**DIRECTIONS**
A faithful copy is required: transcribe each line below exactly, minus the pictures.

Natural language region descriptions
╭──

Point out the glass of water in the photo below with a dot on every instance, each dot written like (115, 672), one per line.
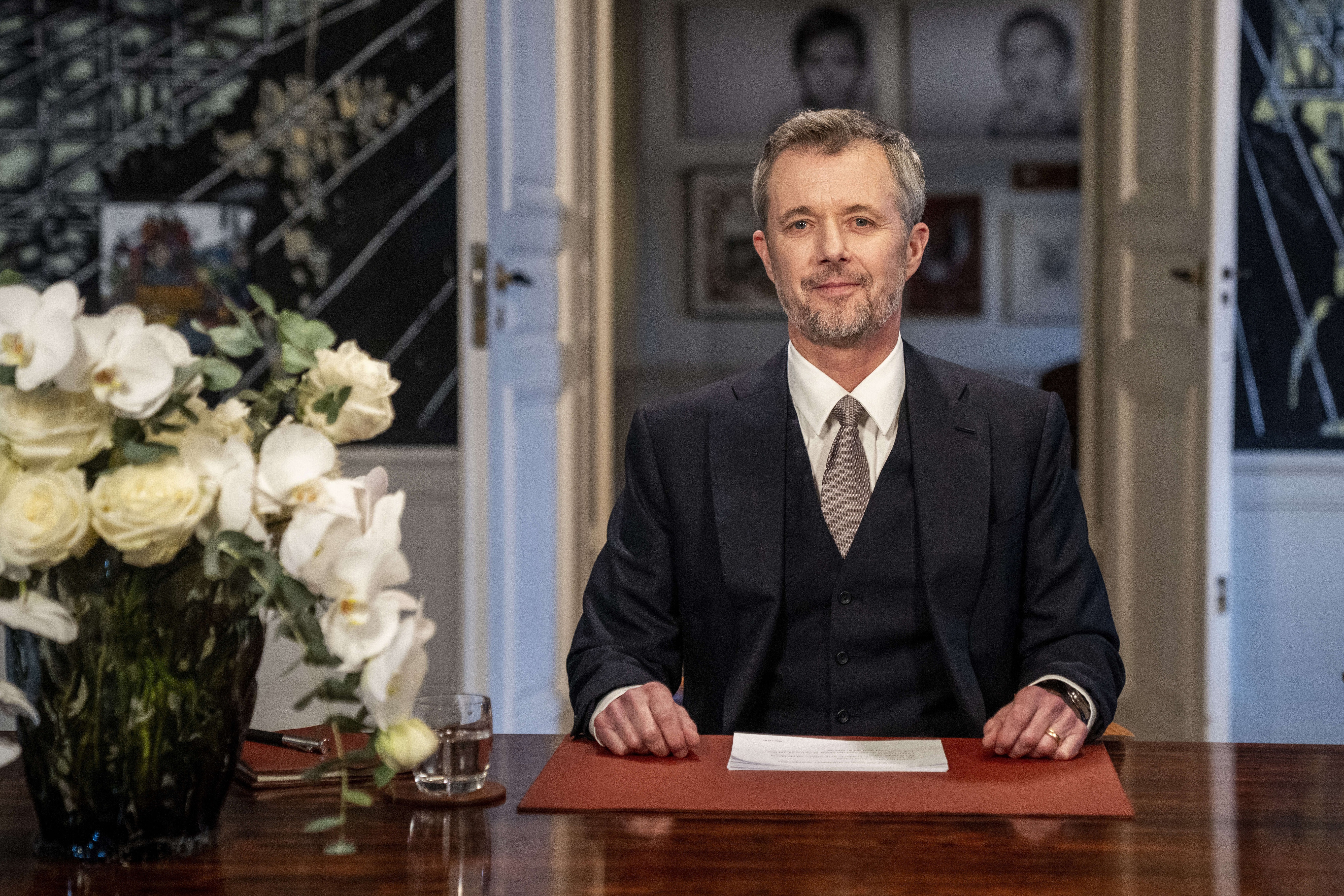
(465, 734)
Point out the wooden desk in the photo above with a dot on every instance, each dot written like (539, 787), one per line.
(1212, 819)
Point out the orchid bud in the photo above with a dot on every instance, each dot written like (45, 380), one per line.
(407, 745)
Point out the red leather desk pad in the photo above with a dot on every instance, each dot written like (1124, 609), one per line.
(584, 777)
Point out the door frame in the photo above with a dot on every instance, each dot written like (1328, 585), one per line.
(584, 85)
(1221, 302)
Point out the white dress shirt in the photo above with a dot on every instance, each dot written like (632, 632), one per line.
(815, 395)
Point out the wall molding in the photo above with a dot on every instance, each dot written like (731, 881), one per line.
(1288, 481)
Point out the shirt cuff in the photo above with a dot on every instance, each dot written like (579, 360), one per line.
(611, 698)
(1092, 707)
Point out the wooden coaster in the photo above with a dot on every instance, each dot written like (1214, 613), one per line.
(408, 794)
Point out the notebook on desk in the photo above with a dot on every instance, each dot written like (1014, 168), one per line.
(584, 777)
(268, 768)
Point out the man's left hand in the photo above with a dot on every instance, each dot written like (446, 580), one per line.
(1019, 729)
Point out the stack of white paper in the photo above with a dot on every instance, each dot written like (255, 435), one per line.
(780, 753)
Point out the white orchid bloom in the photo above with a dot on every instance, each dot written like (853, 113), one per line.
(293, 468)
(40, 614)
(358, 630)
(229, 472)
(365, 613)
(349, 510)
(393, 679)
(14, 702)
(389, 687)
(124, 362)
(37, 332)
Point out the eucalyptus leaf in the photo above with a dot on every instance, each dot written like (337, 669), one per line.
(244, 320)
(261, 562)
(295, 596)
(263, 299)
(304, 332)
(319, 825)
(234, 342)
(146, 452)
(296, 360)
(331, 404)
(220, 374)
(358, 799)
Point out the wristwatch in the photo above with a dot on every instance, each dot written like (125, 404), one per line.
(1073, 696)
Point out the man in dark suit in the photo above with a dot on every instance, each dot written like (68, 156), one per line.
(857, 538)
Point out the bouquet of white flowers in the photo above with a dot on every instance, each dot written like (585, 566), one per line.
(147, 538)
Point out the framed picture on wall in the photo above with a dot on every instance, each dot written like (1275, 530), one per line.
(726, 277)
(748, 66)
(948, 281)
(1042, 284)
(1004, 70)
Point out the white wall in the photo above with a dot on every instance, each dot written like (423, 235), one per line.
(1287, 597)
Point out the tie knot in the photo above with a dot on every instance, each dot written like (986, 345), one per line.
(849, 412)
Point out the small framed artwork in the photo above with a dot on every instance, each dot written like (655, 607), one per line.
(948, 281)
(748, 66)
(725, 275)
(995, 70)
(1042, 284)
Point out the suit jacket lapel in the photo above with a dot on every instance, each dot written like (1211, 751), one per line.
(951, 460)
(747, 447)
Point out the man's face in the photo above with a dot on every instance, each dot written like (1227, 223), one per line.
(835, 244)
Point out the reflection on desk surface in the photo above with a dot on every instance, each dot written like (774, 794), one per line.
(1212, 819)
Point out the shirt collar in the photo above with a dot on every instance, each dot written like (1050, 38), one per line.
(815, 394)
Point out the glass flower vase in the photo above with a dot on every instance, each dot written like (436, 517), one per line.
(143, 714)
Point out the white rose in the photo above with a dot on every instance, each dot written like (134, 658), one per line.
(407, 745)
(367, 412)
(228, 471)
(220, 424)
(150, 511)
(45, 519)
(52, 429)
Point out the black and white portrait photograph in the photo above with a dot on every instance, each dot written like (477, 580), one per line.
(998, 72)
(949, 281)
(1042, 257)
(749, 68)
(726, 277)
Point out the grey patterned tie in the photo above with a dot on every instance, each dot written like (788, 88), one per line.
(846, 485)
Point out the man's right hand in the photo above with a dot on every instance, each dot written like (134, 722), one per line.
(646, 719)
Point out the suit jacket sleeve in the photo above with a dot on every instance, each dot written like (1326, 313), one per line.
(1066, 628)
(629, 632)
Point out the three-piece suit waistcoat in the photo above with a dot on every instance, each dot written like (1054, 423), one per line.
(855, 653)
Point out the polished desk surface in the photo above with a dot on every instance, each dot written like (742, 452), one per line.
(1212, 819)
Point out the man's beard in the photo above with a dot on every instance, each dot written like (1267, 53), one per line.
(842, 324)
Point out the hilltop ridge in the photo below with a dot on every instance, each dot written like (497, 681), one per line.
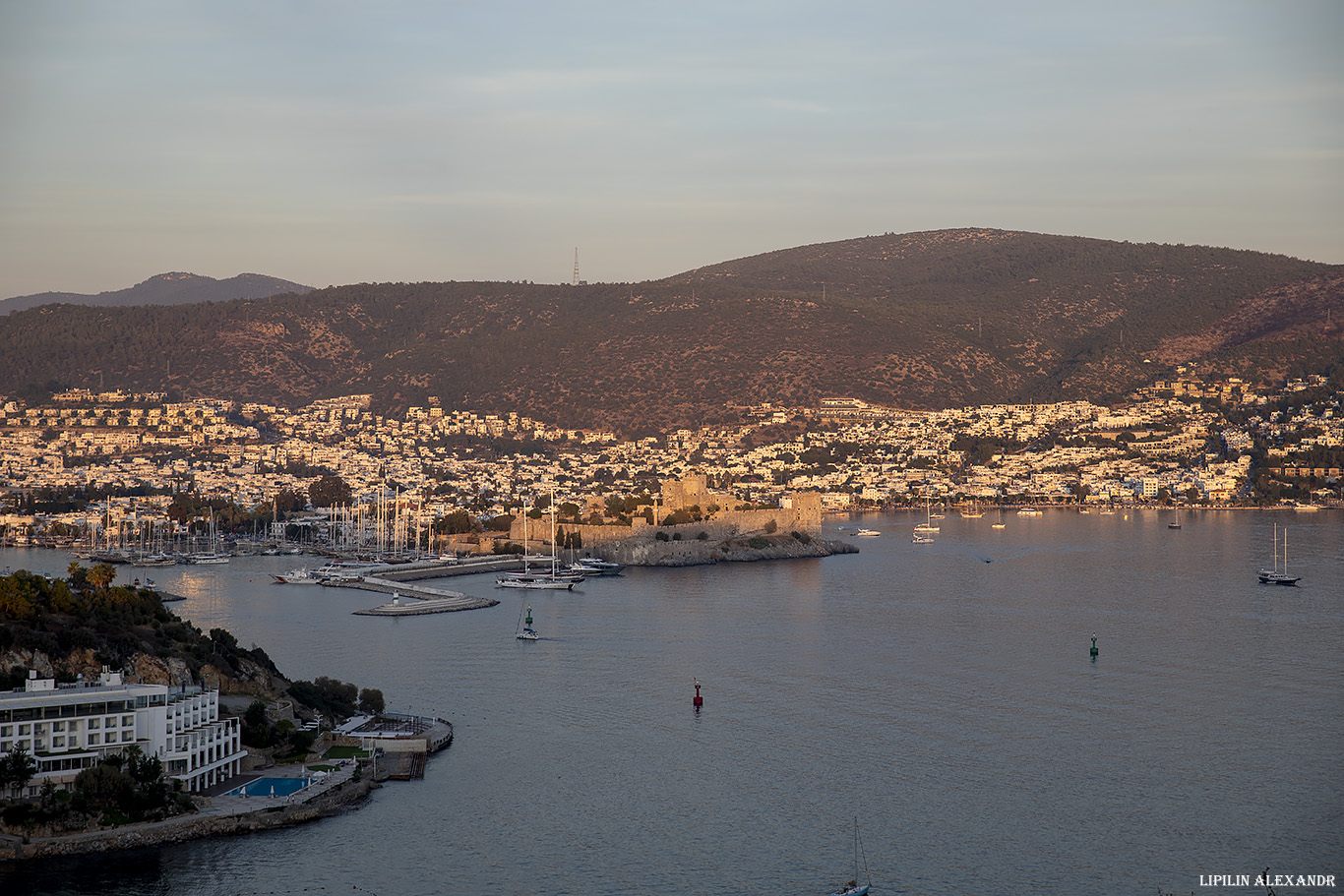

╰──

**ANSWER BELOW**
Point out the glass of water in the photo below with a dot on every instance, each dot written like (115, 672), one per line.
(465, 734)
Point out the wooden desk in the photo above with a dot on every instance, each dot written like (539, 787), one per line.
(1212, 819)
Point out the orchid bud in the photo above with a dot on every instance, each dot written like (45, 380), one per line.
(407, 745)
Point out the red leather desk pad in the photo above with a dot on every instance, each dot written like (1124, 609), one per line.
(584, 777)
Point out the door frame in the photo above with a dot on every instance, each dot written like (1328, 585), one per line.
(584, 85)
(1221, 302)
Point out the white dress shirt in the photo above with a dot on every instance, each dot written like (632, 632), one per line.
(815, 395)
Point out the wall molding in the photo above with a dot on every instance, each dot written like (731, 881), one per line.
(1288, 481)
Point out the shirt cuff in the photo above with a dot on every instance, each dot written like (579, 360), one per line.
(611, 698)
(1092, 707)
Point out the wooden coaster in the photo above with a dot on every instance, each dot written like (1214, 613), one per line.
(408, 794)
Point out the notebook on desk in the photo above with a dot on every instance, each dot written like (1014, 168), one per line.
(584, 777)
(268, 768)
Point out the man's left hand in the photo above with a dot on every instance, each dot written like (446, 580), one per line.
(1019, 729)
Point out the stack of white paper in the photo above with a dot on every instance, each dot written like (255, 435), one per line.
(780, 753)
Point out the white orchid bloom in the photo above with a dot on every instance, each dot written like (853, 113), one per line.
(293, 468)
(40, 614)
(358, 630)
(229, 472)
(365, 613)
(349, 510)
(393, 679)
(14, 702)
(389, 687)
(124, 362)
(37, 332)
Point out the eucalyptus leaf in the photo above with a dot on every instance, each dot written like (337, 669), one per line.
(244, 320)
(261, 562)
(295, 596)
(263, 299)
(304, 332)
(319, 825)
(234, 342)
(146, 452)
(296, 360)
(331, 404)
(220, 374)
(358, 799)
Point out the wristwatch in the photo above with a dot on every instance, each dot written like (125, 404), one per line.
(1073, 696)
Point out the man in dark suit in the photo above with a dot on every instance, each dot written like (68, 156), one per line.
(857, 538)
Point out the bouquet of white flowers in the photo above with a dot on every instance, each dot written like (585, 566), one per line.
(147, 538)
Point out the framed picture on wall in the photo above with a dot on every instance, each dot written like (1275, 530), one per line.
(726, 277)
(748, 66)
(948, 281)
(1042, 284)
(1004, 70)
Point out the white wall in the photo above with a dot on every instance, each dot written like (423, 235), one per line.
(1287, 597)
Point out the tie knot in the photo above with a dot on every instance, each dot written like (986, 345), one per line.
(849, 412)
Point out the small framed artwork in the photo above with a dot on every instance, each dot written like (655, 607), one per line.
(948, 281)
(748, 66)
(725, 275)
(995, 70)
(1042, 284)
Point out the suit jacket lapel in the photo above with a dot on every instance, each dot written like (1211, 751), one per line.
(951, 460)
(747, 447)
Point out the man's face in the photo above with a dot on every instance, each dot written like (1227, 223), one per line.
(835, 244)
Point out the reflection on desk surface in the photo above with a dot on every instance, each dot written like (774, 794), one per line.
(1212, 819)
Point out the shirt collar in the photo above with a dot on every instance, each dot written like (1050, 38), one per line.
(815, 394)
Point out the glass flower vase in the photo above with a dot on every instance, each dot written like (436, 517), one per line.
(143, 714)
Point out the white rose in the photo above with a dot on every instance, each dot written like (134, 658), one per line.
(407, 745)
(367, 412)
(228, 471)
(220, 424)
(150, 511)
(45, 519)
(52, 429)
Point out the black and white portrait photograph in the photo above with a dot on every instance, each dot written like (477, 580), one per line.
(998, 72)
(949, 281)
(1042, 257)
(749, 68)
(726, 277)
Point out the grey patterned tie in the photo above with a dot on every instance, each dot written like (788, 88), one per line.
(846, 485)
Point out the man's right hand in the photo above with a dot on every instance, each dot written like (134, 722), one per line.
(646, 719)
Point out the suit jacket sleeve in the photo above with a dot on every instance, each dot written like (1326, 313), one per line.
(1066, 628)
(629, 632)
Point out the three-piece suit waistcoat in the photo above with a dot on every instance, each dot written like (1054, 423), one per line.
(855, 653)
Point out the polished desk surface in the photo above with a dot on every instance, each dot written like (742, 452), one per line.
(1212, 819)
Point out the man's beard in the photo above with a dot on every instance, each dot written like (1267, 53), one per line.
(842, 324)
Point out the hilltop ridge in the photo below with a dot on every instance, each dot written like (497, 681), one per line.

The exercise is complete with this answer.